==== RECORDS SHOWN ====

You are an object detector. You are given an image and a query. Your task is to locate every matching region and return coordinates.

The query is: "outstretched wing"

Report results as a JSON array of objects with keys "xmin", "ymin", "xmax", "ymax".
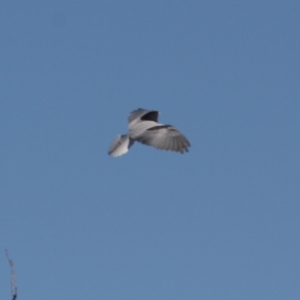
[
  {"xmin": 108, "ymin": 135, "xmax": 134, "ymax": 157},
  {"xmin": 136, "ymin": 125, "xmax": 190, "ymax": 153}
]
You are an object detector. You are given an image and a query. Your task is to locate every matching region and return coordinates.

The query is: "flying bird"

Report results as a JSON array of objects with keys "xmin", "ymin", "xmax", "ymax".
[{"xmin": 108, "ymin": 108, "xmax": 190, "ymax": 157}]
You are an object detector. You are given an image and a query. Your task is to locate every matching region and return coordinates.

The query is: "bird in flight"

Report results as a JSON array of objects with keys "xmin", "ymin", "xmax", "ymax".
[{"xmin": 108, "ymin": 108, "xmax": 191, "ymax": 157}]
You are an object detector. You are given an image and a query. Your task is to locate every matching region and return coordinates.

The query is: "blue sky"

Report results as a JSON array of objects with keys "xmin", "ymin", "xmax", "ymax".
[{"xmin": 0, "ymin": 0, "xmax": 300, "ymax": 300}]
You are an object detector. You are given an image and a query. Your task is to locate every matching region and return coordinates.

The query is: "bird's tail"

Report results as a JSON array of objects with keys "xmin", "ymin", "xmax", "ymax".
[{"xmin": 108, "ymin": 134, "xmax": 134, "ymax": 157}]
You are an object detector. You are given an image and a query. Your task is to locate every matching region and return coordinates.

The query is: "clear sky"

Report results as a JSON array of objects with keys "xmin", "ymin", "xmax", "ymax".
[{"xmin": 0, "ymin": 0, "xmax": 300, "ymax": 300}]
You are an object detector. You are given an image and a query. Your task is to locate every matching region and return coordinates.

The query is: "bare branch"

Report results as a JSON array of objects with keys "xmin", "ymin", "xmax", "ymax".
[{"xmin": 5, "ymin": 249, "xmax": 18, "ymax": 300}]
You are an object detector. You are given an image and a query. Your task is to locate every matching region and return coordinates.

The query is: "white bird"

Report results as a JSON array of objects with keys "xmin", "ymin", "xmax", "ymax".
[{"xmin": 108, "ymin": 108, "xmax": 190, "ymax": 157}]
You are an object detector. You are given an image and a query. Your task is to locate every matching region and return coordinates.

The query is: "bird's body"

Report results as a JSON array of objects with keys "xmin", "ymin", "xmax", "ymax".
[{"xmin": 108, "ymin": 108, "xmax": 190, "ymax": 157}]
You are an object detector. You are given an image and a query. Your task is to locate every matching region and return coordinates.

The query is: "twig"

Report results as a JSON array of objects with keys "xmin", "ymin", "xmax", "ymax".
[{"xmin": 5, "ymin": 249, "xmax": 18, "ymax": 300}]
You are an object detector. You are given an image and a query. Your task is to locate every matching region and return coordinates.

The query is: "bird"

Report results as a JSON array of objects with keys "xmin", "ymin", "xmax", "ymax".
[{"xmin": 108, "ymin": 108, "xmax": 191, "ymax": 157}]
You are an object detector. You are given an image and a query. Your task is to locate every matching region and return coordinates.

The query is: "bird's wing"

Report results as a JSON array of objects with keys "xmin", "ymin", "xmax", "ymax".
[
  {"xmin": 128, "ymin": 108, "xmax": 159, "ymax": 125},
  {"xmin": 136, "ymin": 125, "xmax": 190, "ymax": 153},
  {"xmin": 108, "ymin": 135, "xmax": 134, "ymax": 157}
]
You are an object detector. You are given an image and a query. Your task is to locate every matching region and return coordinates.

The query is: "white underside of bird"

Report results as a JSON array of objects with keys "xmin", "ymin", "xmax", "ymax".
[{"xmin": 108, "ymin": 108, "xmax": 190, "ymax": 157}]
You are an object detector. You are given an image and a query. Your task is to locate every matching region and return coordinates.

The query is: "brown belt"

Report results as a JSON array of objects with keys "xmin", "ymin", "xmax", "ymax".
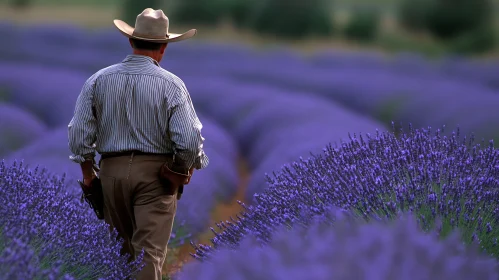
[{"xmin": 100, "ymin": 151, "xmax": 173, "ymax": 160}]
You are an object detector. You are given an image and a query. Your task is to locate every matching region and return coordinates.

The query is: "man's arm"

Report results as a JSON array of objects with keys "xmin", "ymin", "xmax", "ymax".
[
  {"xmin": 68, "ymin": 77, "xmax": 97, "ymax": 183},
  {"xmin": 169, "ymin": 83, "xmax": 209, "ymax": 169}
]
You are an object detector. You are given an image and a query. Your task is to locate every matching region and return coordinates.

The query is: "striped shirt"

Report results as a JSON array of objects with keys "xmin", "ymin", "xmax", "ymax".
[{"xmin": 68, "ymin": 55, "xmax": 208, "ymax": 169}]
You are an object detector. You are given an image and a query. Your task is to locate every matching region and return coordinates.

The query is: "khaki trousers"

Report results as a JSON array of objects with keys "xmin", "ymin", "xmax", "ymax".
[{"xmin": 99, "ymin": 155, "xmax": 177, "ymax": 280}]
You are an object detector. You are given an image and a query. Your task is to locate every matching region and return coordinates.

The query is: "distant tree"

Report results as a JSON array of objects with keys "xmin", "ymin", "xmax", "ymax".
[
  {"xmin": 10, "ymin": 0, "xmax": 31, "ymax": 9},
  {"xmin": 123, "ymin": 0, "xmax": 167, "ymax": 26}
]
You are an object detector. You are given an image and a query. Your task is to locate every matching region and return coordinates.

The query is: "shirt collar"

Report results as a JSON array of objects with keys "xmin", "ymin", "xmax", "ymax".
[{"xmin": 122, "ymin": 54, "xmax": 159, "ymax": 66}]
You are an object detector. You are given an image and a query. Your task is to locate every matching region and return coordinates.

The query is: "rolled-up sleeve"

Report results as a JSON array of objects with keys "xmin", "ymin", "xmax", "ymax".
[
  {"xmin": 168, "ymin": 83, "xmax": 209, "ymax": 169},
  {"xmin": 68, "ymin": 77, "xmax": 97, "ymax": 163}
]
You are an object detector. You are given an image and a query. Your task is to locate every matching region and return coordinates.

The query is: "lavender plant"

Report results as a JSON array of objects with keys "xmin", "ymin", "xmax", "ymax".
[
  {"xmin": 193, "ymin": 124, "xmax": 499, "ymax": 260},
  {"xmin": 0, "ymin": 161, "xmax": 143, "ymax": 279},
  {"xmin": 178, "ymin": 209, "xmax": 499, "ymax": 280}
]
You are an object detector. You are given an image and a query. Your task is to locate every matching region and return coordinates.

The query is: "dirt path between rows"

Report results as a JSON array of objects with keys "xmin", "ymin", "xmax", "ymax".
[{"xmin": 163, "ymin": 158, "xmax": 251, "ymax": 275}]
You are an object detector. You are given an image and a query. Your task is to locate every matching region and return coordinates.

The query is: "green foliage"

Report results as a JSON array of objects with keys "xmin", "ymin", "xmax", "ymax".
[
  {"xmin": 170, "ymin": 0, "xmax": 232, "ymax": 25},
  {"xmin": 397, "ymin": 0, "xmax": 435, "ymax": 31},
  {"xmin": 398, "ymin": 0, "xmax": 496, "ymax": 54},
  {"xmin": 427, "ymin": 0, "xmax": 494, "ymax": 39},
  {"xmin": 228, "ymin": 0, "xmax": 255, "ymax": 28},
  {"xmin": 250, "ymin": 0, "xmax": 333, "ymax": 39},
  {"xmin": 449, "ymin": 25, "xmax": 497, "ymax": 55},
  {"xmin": 10, "ymin": 0, "xmax": 33, "ymax": 9},
  {"xmin": 398, "ymin": 0, "xmax": 494, "ymax": 39},
  {"xmin": 343, "ymin": 9, "xmax": 380, "ymax": 41},
  {"xmin": 123, "ymin": 0, "xmax": 163, "ymax": 26}
]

====

• _GIVEN PROBLEM_: Pull out each line of the data above that contains the string "bird". Case matters.

• _FULL RESPONSE_:
The query is: "flying bird"
The query is: "bird in flight"
The query is: "bird's tail"
The query is: "white bird"
The query is: "bird's body"
The query is: "bird"
The query is: "bird's wing"
The query is: "white underside of bird"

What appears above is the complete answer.